* **Description of the task**
According to the excerpt below, in what year did the pilchard run begin?

[start Excerpt]

Volume 1 Number 8
August 4, 1995


Twin Cities: Alberni -- Port Alberni.
Jan Peterson.
Lantzville, BC: Oolichan Books, 1994. 389pp.
Paper $12.95 ISBN 088982-139-9.
Cloth $34.95. ISBN 088982-140-2.

Grades 9 - 13 / Ages 14 - Adult.

Review by Joan Payzant.


excerpt:

The pilchard run, which began in 1917, created changes in the management and operation of the canneries. Why pilchards began crowding the waters of the west coast and Barkley Sound is still unknown. . . . Before long there was a big demand for canned pilchard. The cannery began selling them as fast as it processed them. . . . Local Indians told of catching pilchards many years before when the fish appeared periodically on the west coast, but they usually stayed for only four years. . . .(In 1933) a flotilla of seine boats and tenders from reduction plants returned empty after an extensive search of the Pacific Coast territory for pilchards. There was no sign of the mysterious fish.

[end Excerpt]
[start Dataset excerpts]

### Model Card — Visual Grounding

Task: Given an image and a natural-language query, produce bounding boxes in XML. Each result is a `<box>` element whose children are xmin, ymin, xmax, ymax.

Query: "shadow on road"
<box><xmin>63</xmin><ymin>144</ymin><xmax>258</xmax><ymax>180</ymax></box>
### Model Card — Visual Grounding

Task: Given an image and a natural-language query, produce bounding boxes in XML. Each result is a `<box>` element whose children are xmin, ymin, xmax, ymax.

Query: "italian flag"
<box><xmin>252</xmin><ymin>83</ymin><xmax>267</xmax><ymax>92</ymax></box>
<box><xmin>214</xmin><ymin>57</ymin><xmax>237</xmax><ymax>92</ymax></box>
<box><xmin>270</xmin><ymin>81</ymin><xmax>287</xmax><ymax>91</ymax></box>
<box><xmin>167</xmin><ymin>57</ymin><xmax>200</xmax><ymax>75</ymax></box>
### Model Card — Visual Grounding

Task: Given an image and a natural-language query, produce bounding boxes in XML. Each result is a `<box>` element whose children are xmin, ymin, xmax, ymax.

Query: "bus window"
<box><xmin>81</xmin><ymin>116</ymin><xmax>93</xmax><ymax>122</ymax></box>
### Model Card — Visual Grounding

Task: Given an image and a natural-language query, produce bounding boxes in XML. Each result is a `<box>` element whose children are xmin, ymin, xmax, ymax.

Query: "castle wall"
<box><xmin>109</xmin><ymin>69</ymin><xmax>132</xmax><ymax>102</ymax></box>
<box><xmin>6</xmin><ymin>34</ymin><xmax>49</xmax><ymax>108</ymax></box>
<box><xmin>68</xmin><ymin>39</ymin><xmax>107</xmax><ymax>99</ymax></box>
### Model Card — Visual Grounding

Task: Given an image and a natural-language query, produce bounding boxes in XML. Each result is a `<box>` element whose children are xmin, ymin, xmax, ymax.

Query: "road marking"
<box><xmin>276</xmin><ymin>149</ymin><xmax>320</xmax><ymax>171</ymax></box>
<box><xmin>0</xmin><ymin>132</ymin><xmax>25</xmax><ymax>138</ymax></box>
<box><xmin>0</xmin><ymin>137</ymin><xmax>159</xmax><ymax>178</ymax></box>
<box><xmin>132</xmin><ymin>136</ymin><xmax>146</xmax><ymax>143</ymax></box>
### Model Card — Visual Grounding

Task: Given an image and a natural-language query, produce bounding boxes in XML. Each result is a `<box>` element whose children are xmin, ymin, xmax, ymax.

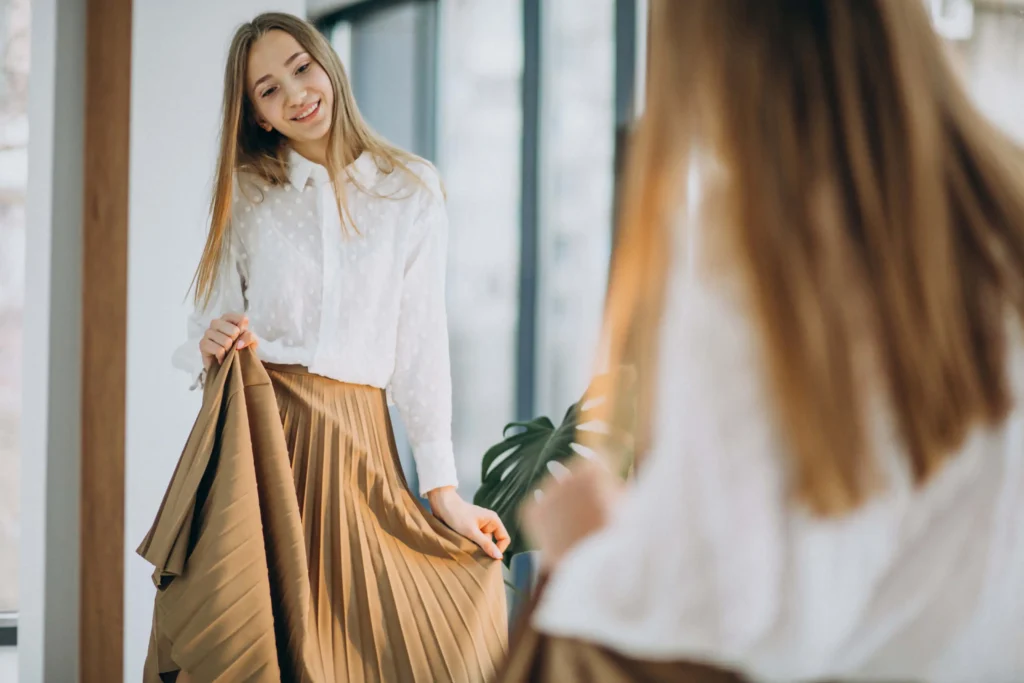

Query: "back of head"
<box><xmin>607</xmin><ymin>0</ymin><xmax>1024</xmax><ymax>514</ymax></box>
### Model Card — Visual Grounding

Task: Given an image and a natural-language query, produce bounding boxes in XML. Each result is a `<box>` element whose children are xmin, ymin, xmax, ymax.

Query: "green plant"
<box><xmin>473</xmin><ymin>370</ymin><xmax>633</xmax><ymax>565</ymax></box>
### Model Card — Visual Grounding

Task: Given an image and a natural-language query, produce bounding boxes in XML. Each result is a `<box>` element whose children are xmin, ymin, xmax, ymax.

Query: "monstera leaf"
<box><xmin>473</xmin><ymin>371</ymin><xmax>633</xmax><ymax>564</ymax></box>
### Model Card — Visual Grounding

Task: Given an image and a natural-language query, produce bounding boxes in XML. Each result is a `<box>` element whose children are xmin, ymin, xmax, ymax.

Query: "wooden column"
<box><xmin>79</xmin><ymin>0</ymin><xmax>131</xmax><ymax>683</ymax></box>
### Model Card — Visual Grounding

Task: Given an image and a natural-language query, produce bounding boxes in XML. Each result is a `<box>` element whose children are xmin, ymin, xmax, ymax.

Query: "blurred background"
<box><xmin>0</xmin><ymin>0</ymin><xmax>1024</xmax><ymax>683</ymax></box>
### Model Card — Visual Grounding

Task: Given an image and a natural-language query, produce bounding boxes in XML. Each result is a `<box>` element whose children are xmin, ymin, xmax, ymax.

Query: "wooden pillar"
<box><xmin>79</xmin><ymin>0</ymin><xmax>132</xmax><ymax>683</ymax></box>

[end Dataset excerpts]

* **Task output**
1917